■ PASSAGE GIVEN ■
# # # #

Custom extractor overview

Custom extractor extracts entities from documents of a particular type. For example, it can extract the items in a menu or the name and contact information from a resume.

Overview

The goal of the custom extractor is to enable Document AI users to build custom entity extraction solutions for new document types for which no pre-trained processors are available. Custom extractor includes a combination of layout-aware deep learning models (for generative AI and custom models) and template-based models.

Which training method should I use?

Custom extractor supports a wide range of use cases with three different modes.

Training method Document examples Document layout variation Free form text or paragraphs Number of training documents for production-ready quality, depending on variability
Fine tune and foundation model (generative AI). Contract, terms of service, invoice, bank statement, bill of lading, payslips. High to Low (preferred). High. Medium: 0-50+ documents.
Custom model. Model. Similar forms with layout variation across years or vendors (for example, W9). Low to medium. Low. High: 10-100+ documents.

# # # #

■ INFORMATION GIVEN ■
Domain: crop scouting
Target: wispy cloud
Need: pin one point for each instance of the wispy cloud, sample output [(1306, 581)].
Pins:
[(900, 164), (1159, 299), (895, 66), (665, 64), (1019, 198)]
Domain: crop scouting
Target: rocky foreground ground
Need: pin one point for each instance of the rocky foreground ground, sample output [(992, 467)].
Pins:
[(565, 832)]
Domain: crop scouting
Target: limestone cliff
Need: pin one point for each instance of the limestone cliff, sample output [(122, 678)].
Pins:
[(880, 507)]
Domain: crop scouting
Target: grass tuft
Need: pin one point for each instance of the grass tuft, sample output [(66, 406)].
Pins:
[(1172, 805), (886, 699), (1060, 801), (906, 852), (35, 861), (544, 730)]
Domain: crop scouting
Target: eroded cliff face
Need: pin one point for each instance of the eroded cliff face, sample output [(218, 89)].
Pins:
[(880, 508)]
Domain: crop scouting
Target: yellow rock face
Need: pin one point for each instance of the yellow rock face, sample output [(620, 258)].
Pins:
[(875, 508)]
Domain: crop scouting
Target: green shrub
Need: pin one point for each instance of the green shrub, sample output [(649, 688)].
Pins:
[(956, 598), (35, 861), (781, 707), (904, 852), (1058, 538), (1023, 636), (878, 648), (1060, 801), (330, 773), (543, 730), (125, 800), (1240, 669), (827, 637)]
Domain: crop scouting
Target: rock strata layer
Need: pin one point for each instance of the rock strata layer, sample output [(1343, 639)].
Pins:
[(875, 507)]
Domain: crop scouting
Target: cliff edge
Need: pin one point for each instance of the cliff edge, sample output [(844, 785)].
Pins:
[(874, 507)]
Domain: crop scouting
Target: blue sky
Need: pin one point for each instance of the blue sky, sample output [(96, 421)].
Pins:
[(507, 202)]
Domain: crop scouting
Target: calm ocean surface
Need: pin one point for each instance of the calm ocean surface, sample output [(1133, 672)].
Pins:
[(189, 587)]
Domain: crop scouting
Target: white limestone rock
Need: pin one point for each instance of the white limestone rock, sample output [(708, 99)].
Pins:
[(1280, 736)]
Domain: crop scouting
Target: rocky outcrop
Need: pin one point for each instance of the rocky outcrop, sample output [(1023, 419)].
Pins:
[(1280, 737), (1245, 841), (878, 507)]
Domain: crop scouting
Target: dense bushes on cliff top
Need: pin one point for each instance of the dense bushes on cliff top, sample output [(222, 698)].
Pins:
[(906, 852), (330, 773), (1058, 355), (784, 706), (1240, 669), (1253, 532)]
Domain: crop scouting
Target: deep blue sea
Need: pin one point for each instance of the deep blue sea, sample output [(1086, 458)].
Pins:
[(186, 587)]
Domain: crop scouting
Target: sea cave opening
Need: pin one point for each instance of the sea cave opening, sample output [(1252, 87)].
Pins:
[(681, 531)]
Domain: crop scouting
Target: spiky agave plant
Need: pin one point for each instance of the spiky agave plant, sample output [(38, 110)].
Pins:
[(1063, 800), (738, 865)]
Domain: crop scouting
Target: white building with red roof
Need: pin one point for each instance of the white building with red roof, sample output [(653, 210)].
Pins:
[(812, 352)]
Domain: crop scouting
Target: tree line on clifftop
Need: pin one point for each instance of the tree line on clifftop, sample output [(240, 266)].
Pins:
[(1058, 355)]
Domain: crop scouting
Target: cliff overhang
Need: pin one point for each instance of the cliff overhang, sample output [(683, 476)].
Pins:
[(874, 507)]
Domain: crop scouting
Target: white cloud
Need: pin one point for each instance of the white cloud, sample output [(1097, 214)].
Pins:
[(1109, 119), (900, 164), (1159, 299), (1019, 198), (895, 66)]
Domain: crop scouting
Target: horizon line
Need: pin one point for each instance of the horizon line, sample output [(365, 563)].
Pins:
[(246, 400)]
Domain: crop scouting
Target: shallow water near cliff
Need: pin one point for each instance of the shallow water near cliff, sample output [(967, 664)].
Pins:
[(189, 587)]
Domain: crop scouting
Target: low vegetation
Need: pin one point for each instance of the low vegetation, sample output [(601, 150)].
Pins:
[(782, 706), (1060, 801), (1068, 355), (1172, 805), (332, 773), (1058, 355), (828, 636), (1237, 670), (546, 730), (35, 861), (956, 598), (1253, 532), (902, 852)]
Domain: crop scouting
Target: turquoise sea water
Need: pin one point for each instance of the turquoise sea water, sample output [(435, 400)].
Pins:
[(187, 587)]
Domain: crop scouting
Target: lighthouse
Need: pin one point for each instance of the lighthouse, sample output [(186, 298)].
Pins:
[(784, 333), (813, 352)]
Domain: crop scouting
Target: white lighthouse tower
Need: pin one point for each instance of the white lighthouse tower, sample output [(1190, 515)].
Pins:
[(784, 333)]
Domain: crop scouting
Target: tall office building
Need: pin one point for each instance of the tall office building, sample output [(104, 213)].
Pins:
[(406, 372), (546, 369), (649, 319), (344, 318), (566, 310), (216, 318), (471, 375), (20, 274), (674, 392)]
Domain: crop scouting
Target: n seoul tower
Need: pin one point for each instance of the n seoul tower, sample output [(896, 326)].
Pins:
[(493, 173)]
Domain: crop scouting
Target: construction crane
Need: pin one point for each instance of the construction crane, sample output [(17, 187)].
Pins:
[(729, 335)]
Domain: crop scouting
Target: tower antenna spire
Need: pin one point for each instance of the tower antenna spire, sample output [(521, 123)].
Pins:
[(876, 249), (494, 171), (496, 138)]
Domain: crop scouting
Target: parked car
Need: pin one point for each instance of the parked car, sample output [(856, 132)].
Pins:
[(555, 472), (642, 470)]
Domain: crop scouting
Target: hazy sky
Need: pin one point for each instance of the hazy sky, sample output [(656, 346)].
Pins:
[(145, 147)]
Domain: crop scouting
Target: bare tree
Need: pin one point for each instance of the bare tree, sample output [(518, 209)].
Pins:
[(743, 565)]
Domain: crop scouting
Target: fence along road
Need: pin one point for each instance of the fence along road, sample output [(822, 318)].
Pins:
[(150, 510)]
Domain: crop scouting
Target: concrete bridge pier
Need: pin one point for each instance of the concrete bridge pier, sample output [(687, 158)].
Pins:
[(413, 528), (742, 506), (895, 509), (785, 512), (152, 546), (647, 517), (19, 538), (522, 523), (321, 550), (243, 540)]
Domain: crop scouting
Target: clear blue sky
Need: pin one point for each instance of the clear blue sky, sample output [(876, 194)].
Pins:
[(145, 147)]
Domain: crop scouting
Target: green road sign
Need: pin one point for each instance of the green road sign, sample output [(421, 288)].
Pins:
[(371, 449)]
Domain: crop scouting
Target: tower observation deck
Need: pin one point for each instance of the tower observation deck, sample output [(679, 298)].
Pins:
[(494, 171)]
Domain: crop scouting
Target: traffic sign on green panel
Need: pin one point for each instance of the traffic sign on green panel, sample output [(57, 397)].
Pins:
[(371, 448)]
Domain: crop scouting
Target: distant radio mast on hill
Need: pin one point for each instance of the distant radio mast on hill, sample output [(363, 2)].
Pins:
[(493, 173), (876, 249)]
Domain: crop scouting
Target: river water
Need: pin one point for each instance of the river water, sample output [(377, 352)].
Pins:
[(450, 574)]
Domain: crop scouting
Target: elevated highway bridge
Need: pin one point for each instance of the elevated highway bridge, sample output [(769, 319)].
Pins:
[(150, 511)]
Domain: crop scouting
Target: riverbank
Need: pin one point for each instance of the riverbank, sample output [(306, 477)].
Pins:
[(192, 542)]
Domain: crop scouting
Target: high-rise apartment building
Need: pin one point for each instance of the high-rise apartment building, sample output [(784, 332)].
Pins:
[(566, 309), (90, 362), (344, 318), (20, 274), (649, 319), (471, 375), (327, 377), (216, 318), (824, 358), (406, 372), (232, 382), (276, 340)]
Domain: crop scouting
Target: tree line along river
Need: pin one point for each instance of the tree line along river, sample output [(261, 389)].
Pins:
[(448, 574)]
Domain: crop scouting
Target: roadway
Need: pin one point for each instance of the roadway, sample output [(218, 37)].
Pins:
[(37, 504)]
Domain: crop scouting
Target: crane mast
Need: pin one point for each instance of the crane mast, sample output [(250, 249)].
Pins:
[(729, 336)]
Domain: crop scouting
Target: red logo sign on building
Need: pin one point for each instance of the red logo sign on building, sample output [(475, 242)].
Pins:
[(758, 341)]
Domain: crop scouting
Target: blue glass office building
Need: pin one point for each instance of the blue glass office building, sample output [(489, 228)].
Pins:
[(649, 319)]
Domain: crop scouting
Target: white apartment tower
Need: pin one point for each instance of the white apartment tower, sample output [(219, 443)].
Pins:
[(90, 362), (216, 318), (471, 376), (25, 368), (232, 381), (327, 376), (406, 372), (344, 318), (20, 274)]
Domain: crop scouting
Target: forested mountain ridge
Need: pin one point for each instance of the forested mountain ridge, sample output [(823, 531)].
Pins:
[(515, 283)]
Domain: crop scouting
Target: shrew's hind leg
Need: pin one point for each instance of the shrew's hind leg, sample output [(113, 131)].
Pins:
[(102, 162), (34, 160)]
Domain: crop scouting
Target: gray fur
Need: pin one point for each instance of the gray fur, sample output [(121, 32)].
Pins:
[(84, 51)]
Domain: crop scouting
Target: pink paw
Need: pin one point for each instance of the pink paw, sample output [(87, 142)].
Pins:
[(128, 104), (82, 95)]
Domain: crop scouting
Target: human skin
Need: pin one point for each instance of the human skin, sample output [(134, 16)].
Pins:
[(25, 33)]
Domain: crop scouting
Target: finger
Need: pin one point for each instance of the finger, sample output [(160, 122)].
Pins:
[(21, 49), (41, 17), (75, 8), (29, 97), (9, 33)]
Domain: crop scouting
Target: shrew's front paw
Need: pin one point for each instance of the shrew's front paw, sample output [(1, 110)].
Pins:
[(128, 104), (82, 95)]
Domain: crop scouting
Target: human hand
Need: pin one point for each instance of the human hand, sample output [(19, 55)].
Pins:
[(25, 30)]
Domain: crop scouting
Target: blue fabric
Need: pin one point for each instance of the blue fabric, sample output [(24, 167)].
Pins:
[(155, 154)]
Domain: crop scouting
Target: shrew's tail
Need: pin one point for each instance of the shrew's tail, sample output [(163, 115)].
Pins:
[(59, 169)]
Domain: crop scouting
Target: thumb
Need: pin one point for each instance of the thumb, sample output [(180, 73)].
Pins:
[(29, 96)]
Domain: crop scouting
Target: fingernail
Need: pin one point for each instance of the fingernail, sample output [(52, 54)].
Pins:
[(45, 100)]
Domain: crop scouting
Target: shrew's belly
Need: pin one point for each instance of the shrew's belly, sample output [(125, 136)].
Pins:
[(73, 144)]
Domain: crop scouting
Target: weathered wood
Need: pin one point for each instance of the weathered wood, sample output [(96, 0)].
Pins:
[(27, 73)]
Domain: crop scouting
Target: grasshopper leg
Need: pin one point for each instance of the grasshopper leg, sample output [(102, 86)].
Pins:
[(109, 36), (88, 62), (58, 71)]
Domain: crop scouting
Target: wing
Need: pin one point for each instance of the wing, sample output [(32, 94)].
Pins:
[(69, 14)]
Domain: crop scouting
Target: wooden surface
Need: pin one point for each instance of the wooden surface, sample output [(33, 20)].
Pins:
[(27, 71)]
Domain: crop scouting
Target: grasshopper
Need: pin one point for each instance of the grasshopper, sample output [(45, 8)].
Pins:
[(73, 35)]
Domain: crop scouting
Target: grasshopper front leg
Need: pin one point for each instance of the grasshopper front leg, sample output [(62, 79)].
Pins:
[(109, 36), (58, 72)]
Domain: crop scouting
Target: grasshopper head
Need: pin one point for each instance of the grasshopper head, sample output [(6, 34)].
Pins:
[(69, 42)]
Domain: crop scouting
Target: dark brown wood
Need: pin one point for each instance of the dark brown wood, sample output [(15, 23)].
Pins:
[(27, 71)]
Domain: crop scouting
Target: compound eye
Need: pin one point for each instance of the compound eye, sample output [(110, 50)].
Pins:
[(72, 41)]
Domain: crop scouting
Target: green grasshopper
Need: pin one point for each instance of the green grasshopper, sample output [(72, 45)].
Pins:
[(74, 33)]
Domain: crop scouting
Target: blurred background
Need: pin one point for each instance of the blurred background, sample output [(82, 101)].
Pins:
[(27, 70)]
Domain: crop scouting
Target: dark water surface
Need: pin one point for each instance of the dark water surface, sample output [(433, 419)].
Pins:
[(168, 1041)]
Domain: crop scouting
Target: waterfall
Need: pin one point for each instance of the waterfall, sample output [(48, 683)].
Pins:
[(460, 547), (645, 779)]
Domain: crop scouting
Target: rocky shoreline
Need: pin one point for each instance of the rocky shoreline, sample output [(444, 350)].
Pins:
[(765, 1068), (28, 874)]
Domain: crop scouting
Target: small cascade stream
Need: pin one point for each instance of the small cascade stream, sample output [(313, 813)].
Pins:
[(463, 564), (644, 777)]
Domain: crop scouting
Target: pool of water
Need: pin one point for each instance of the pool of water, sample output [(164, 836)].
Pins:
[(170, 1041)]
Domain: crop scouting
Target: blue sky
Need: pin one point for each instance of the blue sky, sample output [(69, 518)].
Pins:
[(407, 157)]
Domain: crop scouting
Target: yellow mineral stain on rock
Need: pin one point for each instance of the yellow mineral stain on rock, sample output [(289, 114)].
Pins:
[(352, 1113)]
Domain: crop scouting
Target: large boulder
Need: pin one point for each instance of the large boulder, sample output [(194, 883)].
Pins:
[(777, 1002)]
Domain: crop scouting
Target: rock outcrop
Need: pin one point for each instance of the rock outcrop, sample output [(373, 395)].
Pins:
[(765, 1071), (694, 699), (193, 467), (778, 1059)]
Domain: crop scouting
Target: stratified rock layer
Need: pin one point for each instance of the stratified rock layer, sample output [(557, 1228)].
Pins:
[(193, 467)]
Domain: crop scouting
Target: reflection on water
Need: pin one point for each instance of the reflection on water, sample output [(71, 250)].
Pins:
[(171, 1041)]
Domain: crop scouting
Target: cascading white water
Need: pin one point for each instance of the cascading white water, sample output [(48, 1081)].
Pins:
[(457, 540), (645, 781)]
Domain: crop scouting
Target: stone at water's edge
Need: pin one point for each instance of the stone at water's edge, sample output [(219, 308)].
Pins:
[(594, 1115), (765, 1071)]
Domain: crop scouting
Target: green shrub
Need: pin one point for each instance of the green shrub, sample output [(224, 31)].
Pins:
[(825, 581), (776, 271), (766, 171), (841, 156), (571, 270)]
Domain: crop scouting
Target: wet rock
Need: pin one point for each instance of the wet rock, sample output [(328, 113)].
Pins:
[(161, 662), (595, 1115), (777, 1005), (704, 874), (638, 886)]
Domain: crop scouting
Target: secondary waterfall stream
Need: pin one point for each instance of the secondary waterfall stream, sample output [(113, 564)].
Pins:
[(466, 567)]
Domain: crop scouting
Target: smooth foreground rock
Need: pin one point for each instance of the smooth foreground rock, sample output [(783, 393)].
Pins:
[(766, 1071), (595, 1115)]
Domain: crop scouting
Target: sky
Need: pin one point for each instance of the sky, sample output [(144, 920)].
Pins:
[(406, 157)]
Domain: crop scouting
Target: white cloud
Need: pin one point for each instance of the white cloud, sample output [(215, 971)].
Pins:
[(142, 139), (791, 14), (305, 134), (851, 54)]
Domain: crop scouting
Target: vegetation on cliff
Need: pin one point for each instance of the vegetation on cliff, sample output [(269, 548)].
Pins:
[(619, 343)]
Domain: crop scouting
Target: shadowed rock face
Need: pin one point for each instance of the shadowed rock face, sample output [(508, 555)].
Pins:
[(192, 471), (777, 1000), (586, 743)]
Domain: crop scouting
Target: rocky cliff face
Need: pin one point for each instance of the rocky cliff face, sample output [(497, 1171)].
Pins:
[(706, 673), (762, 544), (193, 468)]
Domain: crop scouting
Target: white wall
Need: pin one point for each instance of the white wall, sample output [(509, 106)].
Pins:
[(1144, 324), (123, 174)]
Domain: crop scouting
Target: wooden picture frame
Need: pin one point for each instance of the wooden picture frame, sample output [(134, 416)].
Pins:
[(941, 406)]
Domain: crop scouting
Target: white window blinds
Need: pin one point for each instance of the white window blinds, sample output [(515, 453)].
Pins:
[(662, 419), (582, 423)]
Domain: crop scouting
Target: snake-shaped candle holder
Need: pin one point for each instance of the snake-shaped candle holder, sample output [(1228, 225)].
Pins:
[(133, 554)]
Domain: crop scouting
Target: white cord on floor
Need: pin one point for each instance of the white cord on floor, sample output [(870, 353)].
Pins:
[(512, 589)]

# # # #

■ TASKS FOR THIS EXERCISE ■
1. Do these statements agree with the custom extractor overview? Answer yes or no for each, and quote the words of the overview that decide it: (a) Custom extractor can pull the name and contact information from a resume. (b) Custom extractor is meant for document types that already have pre-trained processors. (c) Custom extractor offers four different modes.
2. Reproduce the part of the custom extractor overview starting with "Custom extractor extracts" and going on through "and template-based models.".

■ IN RESPONSE ■
1.
(a) Yes: "it can extract the items in a menu or the name and contact information from a resume."
(b) No: "for new document types for which no pre-trained processors are available."
(c) No: "Custom extractor supports a wide range of use cases with three different modes."

2.
Custom extractor extracts entities from documents of a particular type. For example, it can extract the items in a menu or the name and contact information from a resume.

Overview

The goal of the custom extractor is to enable Document AI users to build custom entity extraction solutions for new document types for which no pre-trained processors are available. Custom extractor includes a combination of layout-aware deep learning models (for generative AI and custom models) and template-based models.